Vamos aos pontos em comum na sua trama com a história de Ala’uddin. Por
exemplo: a maneira como o jovem se introduz no quarto da amada, o susto dela,
comparam-se ao artifício usado n’ As mil e uma noites. Já a maneira como se
tece história dos irmãos João Batista e Evangelista, filhos de um capitalista
turco (Batista viaja para o Japão e Grécia), assemelha-se ao artifício do
enredo de Ala’uddin (que se teletransporta para o Norte da África). Ao ver uma
moça proibida, que saía raramente e ninguém poderia sequer falar com ela, filha de um poderoso tirano. Batista consegue uma
foto de Creusa e entrega ao irmão, Evangelista (na Turquia) e este se apaixona
pela figura da dama, vai até a Grécia para tentar conquistá-la a qualquer
custo. Lá, ele entrega sua fortuna a um engenheiro e obtém sua máquina
fantástica um Pavão de Alumínio capaz de voar ao quarto da amada, no alto do palácio
do Conde, pai dela. O fantástico se desenvolve a partir daí numa história que
poderia integrar As mil e uma noites. O aeroplano misterioso tem, através do
zoomorfismo, participação fundamental na trama rocambolesca (que não dispensa
rendas, sedas, olhares fascinantes e um lenço com poderoso narcótico). Se o
suspense sherazadiano mantém o leitor preso pela oralidade do texto como num
torpor, isso aqui também acontece com a história de Evangelista e seu pavão, o
“monstro de alumínio”. Depois de muita peleja a moça confessa (“descobriu-se”
subitamente assim) que é reprimida pelo pai e se entrega ao amor de Evangelista
que, raptando-a, leva-a a Turquia e com a morte do pai dela, a sogra dele
posteriormente, abençoa a união.
É
claro que quanto à narrativa e seu estofo fantástico, temos, no caso do Pavão,
vários artifícios tipicamente ligados à literatura do Nordeste do Brasil em
forma de Cordel (como o intrincado problema a ser
resolvido pela astúcia do herói fiel ao seu amor em meio a confusões, mas com
relações sociais bem hierarquizadas, num universo que lembra o da nobreza europeia dos condes, duques, castelos
etc.), mas há também a reafirmação da mulher como objeto de beleza e
quase como mercadoria a ser adquirida, levada para casa, do pai para a do seu
novo senhor: o marido. O mesmo tipo
de garota, os mesmos problemas, quase o mesmo tipo de pai, o patriarcado se
entrelaçando ao sutil jogo social machista. Com o real subjugado pelo onírico
em cenário de Oriente árabe, dá-se o rapto da nobre donzela. Estes textos, ao
sugerir a impossibilidade de uma verdade única, instalam-se como um meio de
acesso a uma nova visão cultural, mesmo que de forma fantástica. Rompem com as
relações solitárias de sujeito com a verdade
imposta, poetizando a experiência do
viajante, enlaçando contradições e “coincidências”, abalando “certezas”

Objetivos
- a) Conte as linhas dos registros que contêm a palavra "green", diferenciando maiúsculas de minúsculas, e informe somente o número.
- b) Prossiga o trecho acima sobre o Pavão de Alumínio e As mil e uma noites, começando logo depois da última frase.

(Registros do conjunto de dados de anotação de pontos)
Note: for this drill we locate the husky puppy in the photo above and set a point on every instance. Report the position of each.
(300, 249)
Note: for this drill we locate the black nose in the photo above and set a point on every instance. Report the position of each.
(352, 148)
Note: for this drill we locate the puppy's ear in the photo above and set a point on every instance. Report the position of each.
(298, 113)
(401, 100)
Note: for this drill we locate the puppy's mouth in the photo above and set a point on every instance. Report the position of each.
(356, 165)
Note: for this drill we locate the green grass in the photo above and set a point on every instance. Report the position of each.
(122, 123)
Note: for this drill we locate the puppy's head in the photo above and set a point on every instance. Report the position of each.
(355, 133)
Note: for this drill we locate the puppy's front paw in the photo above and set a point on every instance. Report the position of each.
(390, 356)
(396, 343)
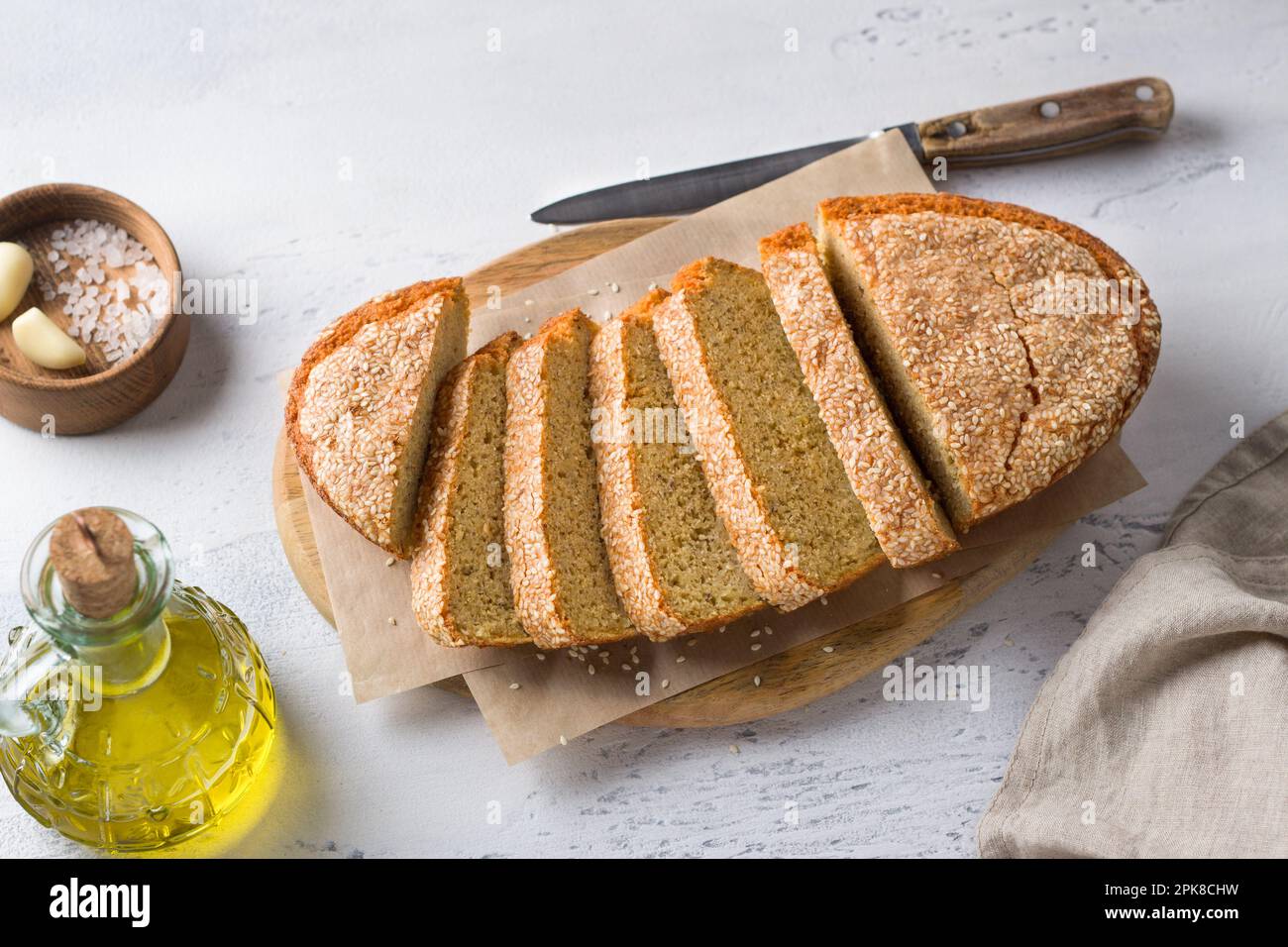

Respostas do exercício
- a) 1

- b)
universais e/ ou transcendentais, autorizando as diferenças, negociando entre
os polos, em contraposição às conveniências e aparências que regem o jogo
social. Catalisando misteriosos detalhes secretos sabendo que tais detalhes da
vida só adquirem existência quando encontram palavras e gestos com que
expressar (numa determinação literária poética) os anseios, desejos, sofrimentos
e gozos. Dirigem-se ao sujeito/ leitor a partir de um outro lugar, diferente do lugar-comum dos discursos de
autoridade e oferecem-se como experiência cultural em trânsito, em fusão,
compartilhada de forte interpenetração
imaginária, ao mesmo tempo em que interpela diretamente o indivíduo leitor em
seu isolamento, instaurando-se como ruptura, apóstrofe, apelo aos sujeitos
sugerindo universos paralelos.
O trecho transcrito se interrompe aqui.